### Source excerpt ###

For this reason we have previously published a detailed analysis of the ongoing implications of the judgment.
The Commissioner has taken a somewhat narrower view in the DIS regarding several important aspects of the High Court’s reasons. In particular, the DIS appears to affirm the Commissioner’s previous positions regarding the existence of embedded royalties and applicable principles of contractual construction. Further, its treatment of the High Court’s discussions of DPT and the derivation of income warrant closer scrutiny. However, there may be an implicit acceptance that embedded royalties (at least more generally) apply to related party transactions.
We have previously published several detailed articles and analyses of the PepsiCo litigation at each stage:
Full Federal Court decision in PepsiCo falls flat for the ATO
PepsiCo and Oracle cases: reassessing royalties in Australian tax
PepsiCo case comes to an end: High Court calls last drinks and closes the bar
Commissioner of Taxation v PepsiCo, Inc: a guide to the ongoing implications
Those publications detail the background in more depth. This included the factual history to the dispute, and the relevant conclusions reached by the various decisions of the Federal Court, prior to the High Court’s consideration of PepsiCo.
In brief though, the taxpayers, PepsiCo, Inc. and Stokely-Van Camp, Inc., are US-resident companies that own intellectual property for global drink brands like Pepsi, Mountain Dew and Gatorade. They each entered into exclusive bottling agreements (EBAs) with an Australian-resident manufacturer of soft drinks, Schweppes Australia Pty Ltd (the Bottler).
Under the EBAs, the taxpayers were required to sell (or cause a nominated subsidiary to sell) to the Bottler concentrate from which the branded drinks could be made. The Bottler was also granted exclusive licences to exploit intellectual property rights so that it could become the exclusive manufacturer, bottler, seller and distributor of those branded drinks in Australia. Further, the Bottler was required to purchase a specified minimum amount of concentrate from the taxpayers or their nominated subsidiaries at a set price.
Ultimately, the taxpayers each nominated PepsiCo Beverage Singapore Pty Ltd (Seller) as the seller of the concentrate, and the Bottler purchased concentrate from the Seller at agreed prices.
Having reviewed this arrangement, the Commissioner believed that part of the payments from the Bottler to the Seller for the concentrate was in fact for the use of or right to use the taxpayers’ intellectual property in respect of the branded drinks. He therefore concluded that the payments included an ‘embedded royalty’. This would mean that the taxpayers, who were said to derive income from this royalty, were liable to pay royalty withholding tax on their derived royalty income.

###

Task set.
[1] Decide whether each statement agrees with the PepsiCo excerpt, answering yes or no and quoting the deciding words: (a) The Bottler had to buy a specified minimum amount of concentrate. (b) The taxpayers are Australian-resident companies. (c) Each taxpayer nominated a different seller of the concentrate.
[2] Reproduce the part of the PepsiCo excerpt that opens with the words containing "Under the EBAs, the" and closes with "at agreed prices.".

### Material supplied ###

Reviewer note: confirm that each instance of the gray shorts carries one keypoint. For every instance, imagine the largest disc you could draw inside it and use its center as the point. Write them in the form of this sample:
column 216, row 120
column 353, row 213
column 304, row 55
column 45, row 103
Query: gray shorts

###

Outputs by task.
[1]
(a) Yes: "the Bottler was required to purchase a specified minimum amount of concentrate from the taxpayers or their nominated subsidiaries at a set price"
(b) No: "are US-resident companies"
(c) No: "the taxpayers each nominated PepsiCo Beverage Singapore Pty Ltd (Seller) as the seller of the concentrate"

[2]
Under the EBAs, the taxpayers were required to sell (or cause a nominated subsidiary to sell) to the Bottler concentrate from which the branded drinks could be made. The Bottler was also granted exclusive licences to exploit intellectual property rights so that it could become the exclusive manufacturer, bottler, seller and distributor of those branded drinks in Australia. Further, the Bottler was required to purchase a specified minimum amount of concentrate from the taxpayers or their nominated subsidiaries at a set price.
Ultimately, the taxpayers each nominated PepsiCo Beverage Singapore Pty Ltd (Seller) as the seller of the concentrate, and the Bottler purchased concentrate from the Seller at agreed prices.